Required action:
Return the entries below in full. Keep every word as it is.

Input data:
= Beginning of Section =
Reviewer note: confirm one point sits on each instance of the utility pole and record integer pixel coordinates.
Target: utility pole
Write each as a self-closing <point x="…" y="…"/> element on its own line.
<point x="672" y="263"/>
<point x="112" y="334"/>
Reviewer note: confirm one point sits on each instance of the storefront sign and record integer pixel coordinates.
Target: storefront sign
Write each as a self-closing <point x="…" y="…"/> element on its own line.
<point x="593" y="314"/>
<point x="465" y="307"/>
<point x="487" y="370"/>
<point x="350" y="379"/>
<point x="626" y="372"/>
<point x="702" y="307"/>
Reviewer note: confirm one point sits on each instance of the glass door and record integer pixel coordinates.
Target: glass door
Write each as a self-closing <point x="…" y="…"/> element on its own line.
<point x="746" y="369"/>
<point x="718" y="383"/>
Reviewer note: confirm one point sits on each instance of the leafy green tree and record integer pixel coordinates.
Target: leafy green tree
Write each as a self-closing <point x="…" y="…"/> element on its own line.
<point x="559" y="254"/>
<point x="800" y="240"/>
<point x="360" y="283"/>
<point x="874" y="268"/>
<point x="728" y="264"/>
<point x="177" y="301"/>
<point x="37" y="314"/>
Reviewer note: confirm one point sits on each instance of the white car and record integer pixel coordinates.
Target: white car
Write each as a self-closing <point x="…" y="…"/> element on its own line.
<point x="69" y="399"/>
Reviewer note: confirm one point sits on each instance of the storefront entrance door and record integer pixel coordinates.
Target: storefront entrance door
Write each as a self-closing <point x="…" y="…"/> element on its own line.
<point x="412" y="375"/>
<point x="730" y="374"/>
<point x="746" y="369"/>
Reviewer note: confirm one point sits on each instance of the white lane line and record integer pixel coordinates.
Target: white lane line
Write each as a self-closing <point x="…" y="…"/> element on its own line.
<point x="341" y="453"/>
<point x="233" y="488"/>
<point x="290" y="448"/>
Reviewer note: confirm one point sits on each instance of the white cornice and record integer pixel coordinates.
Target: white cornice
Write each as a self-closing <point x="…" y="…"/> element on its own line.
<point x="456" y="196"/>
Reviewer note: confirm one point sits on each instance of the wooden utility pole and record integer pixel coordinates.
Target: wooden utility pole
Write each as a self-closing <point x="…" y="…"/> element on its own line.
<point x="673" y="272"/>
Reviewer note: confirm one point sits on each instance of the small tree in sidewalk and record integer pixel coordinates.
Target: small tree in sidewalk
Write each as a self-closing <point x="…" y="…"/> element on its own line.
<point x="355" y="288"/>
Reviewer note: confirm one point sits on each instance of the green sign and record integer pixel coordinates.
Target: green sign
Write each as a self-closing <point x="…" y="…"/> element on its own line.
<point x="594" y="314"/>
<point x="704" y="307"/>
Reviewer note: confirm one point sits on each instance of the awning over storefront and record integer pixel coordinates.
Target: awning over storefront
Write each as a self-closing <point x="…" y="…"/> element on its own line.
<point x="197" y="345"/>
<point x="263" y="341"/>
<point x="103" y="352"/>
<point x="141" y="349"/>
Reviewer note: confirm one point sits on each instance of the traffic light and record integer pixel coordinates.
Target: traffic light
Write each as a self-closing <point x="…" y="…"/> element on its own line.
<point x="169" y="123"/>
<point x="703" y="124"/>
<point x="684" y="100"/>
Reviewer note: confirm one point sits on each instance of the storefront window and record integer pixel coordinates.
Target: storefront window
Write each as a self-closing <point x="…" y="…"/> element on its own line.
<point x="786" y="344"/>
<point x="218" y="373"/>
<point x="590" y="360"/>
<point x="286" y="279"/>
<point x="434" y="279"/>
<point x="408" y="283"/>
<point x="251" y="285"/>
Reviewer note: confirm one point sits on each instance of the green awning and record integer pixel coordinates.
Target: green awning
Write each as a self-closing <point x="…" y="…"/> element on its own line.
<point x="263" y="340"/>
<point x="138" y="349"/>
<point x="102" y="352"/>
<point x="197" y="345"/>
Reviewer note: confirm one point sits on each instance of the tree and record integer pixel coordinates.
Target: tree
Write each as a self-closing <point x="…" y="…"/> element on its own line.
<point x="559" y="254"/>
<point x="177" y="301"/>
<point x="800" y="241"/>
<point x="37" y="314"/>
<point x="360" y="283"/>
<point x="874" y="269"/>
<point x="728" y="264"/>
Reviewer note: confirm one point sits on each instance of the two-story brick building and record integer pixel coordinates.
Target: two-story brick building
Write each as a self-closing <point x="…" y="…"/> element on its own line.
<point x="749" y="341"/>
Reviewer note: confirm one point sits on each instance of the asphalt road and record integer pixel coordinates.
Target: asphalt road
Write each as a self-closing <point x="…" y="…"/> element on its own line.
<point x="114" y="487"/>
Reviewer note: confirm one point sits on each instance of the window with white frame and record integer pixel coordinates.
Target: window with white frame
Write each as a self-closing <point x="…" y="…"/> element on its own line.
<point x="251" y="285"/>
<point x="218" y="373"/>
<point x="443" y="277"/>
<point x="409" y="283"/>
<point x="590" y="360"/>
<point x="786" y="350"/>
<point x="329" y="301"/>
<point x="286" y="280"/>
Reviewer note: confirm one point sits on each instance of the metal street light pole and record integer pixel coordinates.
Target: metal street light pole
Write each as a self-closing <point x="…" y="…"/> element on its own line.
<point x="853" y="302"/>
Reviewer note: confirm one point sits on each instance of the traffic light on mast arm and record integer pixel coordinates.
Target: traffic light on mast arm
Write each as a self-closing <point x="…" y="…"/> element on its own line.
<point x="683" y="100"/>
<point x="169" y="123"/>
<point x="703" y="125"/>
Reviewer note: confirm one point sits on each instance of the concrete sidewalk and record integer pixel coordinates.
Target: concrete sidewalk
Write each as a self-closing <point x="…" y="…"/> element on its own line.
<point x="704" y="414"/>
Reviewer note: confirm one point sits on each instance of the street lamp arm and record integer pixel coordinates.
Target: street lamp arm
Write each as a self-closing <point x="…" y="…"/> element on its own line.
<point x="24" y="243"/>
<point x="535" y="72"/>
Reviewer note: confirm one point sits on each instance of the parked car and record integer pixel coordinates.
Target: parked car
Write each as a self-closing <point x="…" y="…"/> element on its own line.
= End of Section =
Expected answer:
Reviewer note: confirm one point sits on each instance of the utility pole and record integer pixel coordinates.
Target: utility pole
Write each as a self-closing <point x="…" y="…"/> element on its own line.
<point x="672" y="263"/>
<point x="112" y="334"/>
Reviewer note: confirm one point sits on each instance of the storefront sign and record integer pixel coordinates.
Target: storefront sign
Write each as a self-closing <point x="…" y="…"/> element on its own line.
<point x="593" y="314"/>
<point x="465" y="307"/>
<point x="487" y="370"/>
<point x="350" y="379"/>
<point x="626" y="372"/>
<point x="702" y="307"/>
Reviewer note: confirm one point sits on each instance of the glass door and record integer pixel coordinates.
Target: glass door
Write each as a self-closing <point x="…" y="…"/> element on its own line.
<point x="746" y="369"/>
<point x="718" y="383"/>
Reviewer note: confirm one point sits on each instance of the leafy green tree and record integer pixel coordinates.
Target: leafy green tree
Write each as a self-closing <point x="…" y="…"/> element on its own line.
<point x="559" y="254"/>
<point x="800" y="240"/>
<point x="360" y="283"/>
<point x="874" y="268"/>
<point x="728" y="264"/>
<point x="177" y="301"/>
<point x="37" y="314"/>
Reviewer note: confirm one point sits on each instance of the white car and record integer pixel coordinates.
Target: white car
Write each as a self-closing <point x="…" y="…"/> element on its own line.
<point x="69" y="399"/>
Reviewer note: confirm one point sits on each instance of the storefront entrance door and record integer pixel coordinates.
Target: storefront entrance door
Write each as a self-closing <point x="…" y="…"/> element on its own line.
<point x="412" y="375"/>
<point x="730" y="374"/>
<point x="746" y="369"/>
Reviewer note: confirm one point sits on each instance of the white lane line and record integer pixel coordinates.
Target: white lane line
Write each as a self-closing <point x="…" y="…"/> element on its own line.
<point x="341" y="453"/>
<point x="233" y="488"/>
<point x="290" y="448"/>
Reviewer note: confirm one point sits on each instance of the white cornice and record integer pixel coordinates.
Target: white cornice
Write each as a self-closing <point x="…" y="…"/> element on its own line.
<point x="456" y="196"/>
Reviewer note: confirm one point sits on each instance of the wooden utility pole and record integer pixel coordinates.
Target: wooden utility pole
Write each as a self-closing <point x="…" y="…"/> element on its own line.
<point x="673" y="272"/>
Reviewer note: confirm one point sits on each instance of the small tree in sidewalk and record integer pixel coordinates.
Target: small tree in sidewalk
Write each as a self-closing <point x="…" y="…"/> element on its own line.
<point x="355" y="288"/>
Reviewer note: confirm one point sits on each instance of the green sign and record integer pixel coordinates.
Target: green sign
Write each as a self-closing <point x="…" y="…"/> element on its own line.
<point x="594" y="314"/>
<point x="704" y="307"/>
Reviewer note: confirm one point sits on each instance of the awning over storefront and record integer pixel coordinates.
Target: awning over storefront
Write each as a self-closing <point x="…" y="…"/> element on its own line.
<point x="197" y="345"/>
<point x="263" y="341"/>
<point x="103" y="352"/>
<point x="141" y="349"/>
Reviewer note: confirm one point sits on each instance of the traffic light and record integer pixel coordinates.
Target: traffic light
Write each as a self-closing <point x="…" y="…"/> element on its own line.
<point x="169" y="123"/>
<point x="703" y="124"/>
<point x="684" y="100"/>
Reviewer note: confirm one point sits on each instance of the storefront window and record integer pixel coordinates.
Target: storefront window
Write each as a self-closing <point x="…" y="…"/> element on its own line.
<point x="786" y="344"/>
<point x="218" y="373"/>
<point x="590" y="360"/>
<point x="286" y="279"/>
<point x="434" y="279"/>
<point x="408" y="283"/>
<point x="251" y="285"/>
Reviewer note: confirm one point sits on each instance of the green awning and record integer pixel coordinates.
Target: green awning
Write each as a self-closing <point x="…" y="…"/> element on its own line.
<point x="263" y="340"/>
<point x="138" y="349"/>
<point x="102" y="352"/>
<point x="197" y="345"/>
Reviewer note: confirm one point sits on each instance of the tree and record integer pixel coordinates.
Target: tree
Write each as a self-closing <point x="…" y="…"/> element on its own line.
<point x="559" y="254"/>
<point x="177" y="301"/>
<point x="800" y="241"/>
<point x="37" y="314"/>
<point x="360" y="283"/>
<point x="874" y="269"/>
<point x="728" y="264"/>
Reviewer note: confirm one point sits on each instance of the two-story brick building and record integer pixel coordinates.
Target: two-story brick building
Write each as a self-closing <point x="…" y="…"/> element on its own line.
<point x="749" y="341"/>
Reviewer note: confirm one point sits on each instance of the asphalt road and record integer pixel coordinates.
Target: asphalt road
Write each as a self-closing <point x="…" y="…"/> element on its own line.
<point x="114" y="487"/>
Reviewer note: confirm one point sits on each instance of the window with white frame and record integer pixel coordinates.
Target: window with white frame
Write each as a self-closing <point x="…" y="…"/> element on its own line.
<point x="251" y="285"/>
<point x="218" y="373"/>
<point x="443" y="277"/>
<point x="409" y="283"/>
<point x="590" y="360"/>
<point x="786" y="350"/>
<point x="329" y="301"/>
<point x="286" y="280"/>
Reviewer note: confirm one point sits on each instance of the metal street light pole and record integer pixel coordinates.
Target: metal street light pole
Write each as a self-closing <point x="…" y="…"/> element on its own line.
<point x="853" y="302"/>
Reviewer note: confirm one point sits on each instance of the traffic light on mast arm and record integer pixel coordinates.
Target: traffic light on mast arm
Write each as a self-closing <point x="…" y="…"/> element on its own line.
<point x="683" y="100"/>
<point x="169" y="123"/>
<point x="703" y="125"/>
Reviewer note: confirm one point sits on each instance of the concrete sidewalk and record integer pixel coordinates.
Target: concrete sidewalk
Write each as a self-closing <point x="…" y="…"/> element on its own line.
<point x="704" y="414"/>
Reviewer note: confirm one point sits on each instance of the street lamp arm and record integer pixel coordinates.
Target: street lamp arm
Write each as a self-closing <point x="…" y="…"/> element on its own line.
<point x="24" y="243"/>
<point x="535" y="72"/>
Reviewer note: confirm one point sits on each instance of the parked car and record integer pixel coordinates.
Target: parked car
Write each as a self-closing <point x="…" y="…"/> element on its own line.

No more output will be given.